+++ TEXT SEGMENT

Fed Officials Signal Continued Support, No Rush to Taper
08 Jul 2021 · 3rd Party Analysis
- The US Federal Reserve decided to continue its monetary support, shrugging off inflation worries
- FOMC members emphasized patience in assessing progress toward its goals before announcing any changes to its asset purchase scheme
Federal Reserve officials talked about the need for patience when it comes to tapering asset purchases. At the most recent meeting of the Federal Open Market Committee, central bankers reiterated their commitment to sticking to current monetary policies that have been buoying the stock market for over a year. The continued supportive stimulus of $120bn a month, according to the June 15-16 meeting summary, will not be altered any time soon, at least until enough time has been given so the market could prepare accordingly.
Market participants expected to get a glimpse into talks about when the US central bank planned to begin reducing its bond-buying program. Instead, the meeting minutes provided only a few insights that weren’t previously known.

++++++

**EXERCISE A**
Answer these questions about the article on Federal Reserve policy:
(i) How much monthly stimulus does the article say the Fed is providing?
(ii) On what dates was the meeting summarized?
(iii) What did market participants expect to get a glimpse into?
The article and the entries that come after it are unrelated to each other.

+++ SUPPLIED DATA

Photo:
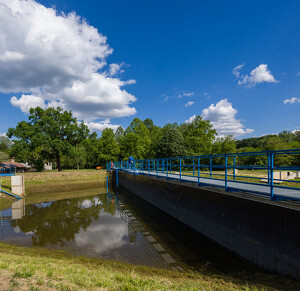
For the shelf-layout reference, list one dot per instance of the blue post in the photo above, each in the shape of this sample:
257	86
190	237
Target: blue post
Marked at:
180	168
271	172
234	168
225	172
167	162
107	184
193	167
198	171
117	179
269	169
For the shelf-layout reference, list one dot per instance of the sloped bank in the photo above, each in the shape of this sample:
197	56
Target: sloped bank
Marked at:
263	232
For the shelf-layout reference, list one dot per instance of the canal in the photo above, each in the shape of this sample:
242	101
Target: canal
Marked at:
118	226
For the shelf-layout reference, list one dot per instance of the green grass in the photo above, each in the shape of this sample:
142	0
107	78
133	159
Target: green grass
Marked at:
4	203
24	268
46	186
39	269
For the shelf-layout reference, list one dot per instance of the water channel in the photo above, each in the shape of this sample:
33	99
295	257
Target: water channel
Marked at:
118	226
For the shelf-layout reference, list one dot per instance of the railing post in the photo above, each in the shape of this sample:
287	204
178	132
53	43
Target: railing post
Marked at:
180	169
271	172
117	179
198	171
269	168
234	168
193	167
167	162
225	172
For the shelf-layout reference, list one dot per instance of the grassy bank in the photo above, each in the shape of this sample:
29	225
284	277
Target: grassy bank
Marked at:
39	269
24	268
52	185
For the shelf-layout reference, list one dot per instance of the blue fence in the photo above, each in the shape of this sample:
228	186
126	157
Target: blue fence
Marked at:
273	173
7	170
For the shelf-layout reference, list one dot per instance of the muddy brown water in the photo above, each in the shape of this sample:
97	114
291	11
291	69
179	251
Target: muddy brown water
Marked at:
118	226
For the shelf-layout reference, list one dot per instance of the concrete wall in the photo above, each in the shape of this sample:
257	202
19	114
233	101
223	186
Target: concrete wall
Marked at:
263	232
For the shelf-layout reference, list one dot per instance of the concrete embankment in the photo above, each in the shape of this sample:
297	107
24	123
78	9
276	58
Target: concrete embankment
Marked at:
263	232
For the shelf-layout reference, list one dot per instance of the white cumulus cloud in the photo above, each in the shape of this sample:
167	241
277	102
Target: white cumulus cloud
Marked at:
115	69
258	75
191	119
189	103
292	100
27	101
222	117
58	59
100	126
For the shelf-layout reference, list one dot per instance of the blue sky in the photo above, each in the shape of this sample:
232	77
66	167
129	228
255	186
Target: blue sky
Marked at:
171	60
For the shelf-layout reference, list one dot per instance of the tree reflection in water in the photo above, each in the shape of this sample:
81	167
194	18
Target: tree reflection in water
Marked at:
59	221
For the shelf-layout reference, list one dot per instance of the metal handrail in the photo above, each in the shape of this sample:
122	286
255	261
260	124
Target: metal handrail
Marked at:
7	170
193	166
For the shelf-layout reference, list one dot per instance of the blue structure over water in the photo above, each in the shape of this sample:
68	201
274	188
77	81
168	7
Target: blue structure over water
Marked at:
7	170
272	173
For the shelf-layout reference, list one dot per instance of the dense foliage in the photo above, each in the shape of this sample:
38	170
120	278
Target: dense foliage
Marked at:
55	135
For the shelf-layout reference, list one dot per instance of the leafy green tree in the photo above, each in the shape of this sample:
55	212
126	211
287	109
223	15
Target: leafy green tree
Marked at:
259	160
171	144
92	150
199	136
119	134
48	134
155	136
224	145
3	157
5	144
76	157
109	148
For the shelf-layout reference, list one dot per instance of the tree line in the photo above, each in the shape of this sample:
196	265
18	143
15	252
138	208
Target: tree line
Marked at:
54	135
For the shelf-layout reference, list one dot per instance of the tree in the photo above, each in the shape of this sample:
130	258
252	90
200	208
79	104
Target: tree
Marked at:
49	133
171	144
5	144
136	141
109	149
3	157
76	158
92	150
155	135
199	136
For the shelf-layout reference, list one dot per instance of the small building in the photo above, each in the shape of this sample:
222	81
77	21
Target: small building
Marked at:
47	166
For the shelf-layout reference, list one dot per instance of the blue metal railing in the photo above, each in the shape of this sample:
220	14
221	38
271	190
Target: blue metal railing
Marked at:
277	173
7	170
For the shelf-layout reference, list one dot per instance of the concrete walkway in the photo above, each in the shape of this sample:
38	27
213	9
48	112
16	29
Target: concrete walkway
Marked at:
232	185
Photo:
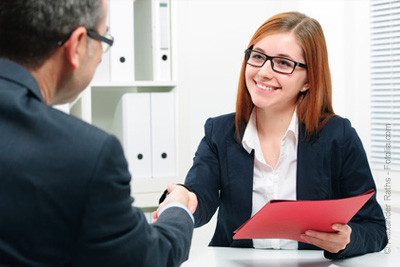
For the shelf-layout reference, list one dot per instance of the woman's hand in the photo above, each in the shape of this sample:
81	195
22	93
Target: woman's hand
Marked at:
177	193
332	242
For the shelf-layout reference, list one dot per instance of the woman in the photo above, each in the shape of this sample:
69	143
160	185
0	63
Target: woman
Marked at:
285	142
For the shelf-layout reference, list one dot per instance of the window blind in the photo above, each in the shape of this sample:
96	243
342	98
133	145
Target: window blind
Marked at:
385	84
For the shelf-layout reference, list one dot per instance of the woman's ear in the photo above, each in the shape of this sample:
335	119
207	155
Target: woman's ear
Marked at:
75	47
305	88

++++++

**EXERCISE B**
Find every line in the entries that contains the string "building". Case counts.

**FULL ANSWER A**
(i) $120bn a month
(ii) June 15-16
(iii) Talks about when the US central bank planned to begin reducing its bond-buying program

**FULL ANSWER B**
For the shelf-layout reference, list one dot per instance of the small building in the photo above, each in the shape of this sample:
Target: small building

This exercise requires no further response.